Image point grounding data:
::::::::

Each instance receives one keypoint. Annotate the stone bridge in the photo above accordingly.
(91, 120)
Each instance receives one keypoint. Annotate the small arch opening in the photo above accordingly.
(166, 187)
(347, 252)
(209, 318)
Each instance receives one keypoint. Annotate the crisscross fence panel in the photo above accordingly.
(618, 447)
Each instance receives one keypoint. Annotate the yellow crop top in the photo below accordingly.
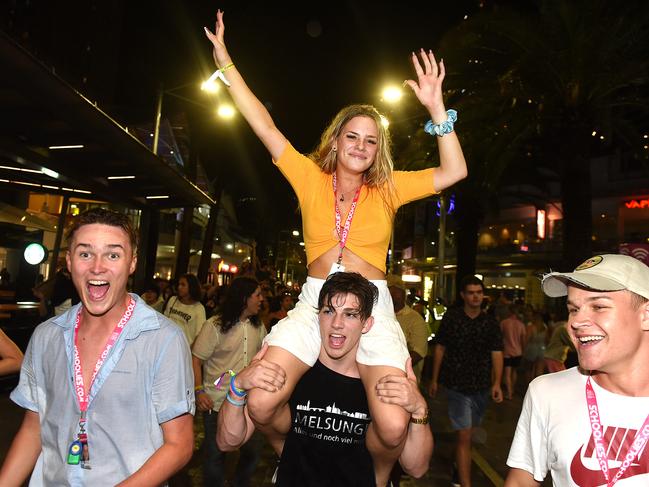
(371, 228)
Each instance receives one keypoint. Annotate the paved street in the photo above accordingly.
(491, 445)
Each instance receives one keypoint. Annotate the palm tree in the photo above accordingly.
(536, 83)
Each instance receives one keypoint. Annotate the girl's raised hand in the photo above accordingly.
(428, 87)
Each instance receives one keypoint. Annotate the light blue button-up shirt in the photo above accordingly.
(146, 380)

::::::::

#### [Work to complete]
An exact copy of the entries above is required; pictures are not part of it.

#### [Written answer]
Each instance receives one keypoint. Annotate the stone bridge in the photo above accordingly.
(91, 120)
Each instance receives one keypoint. Annotate the small arch opening in the photo above accordingly.
(166, 187)
(347, 252)
(209, 318)
Each instance receives one keypoint. Annotate the crisscross fence panel in the photo above accordingly.
(618, 447)
Each instance receives one keypoint. Annotate the yellow crop top in the photo below accordingly.
(371, 228)
Each instance receives one keypoint. Annotate the paved street in the photo above accordingly.
(491, 445)
Each instance receives one keypoint. Annotate the palm tree in the photo above accordingly.
(536, 83)
Each instance receives one keypoint. Annotate the girl's raised hand in the photo above accordingly.
(428, 87)
Each instance receives one keypoint. Annotate the light blue button-up shirt in the photo above accordingly.
(146, 380)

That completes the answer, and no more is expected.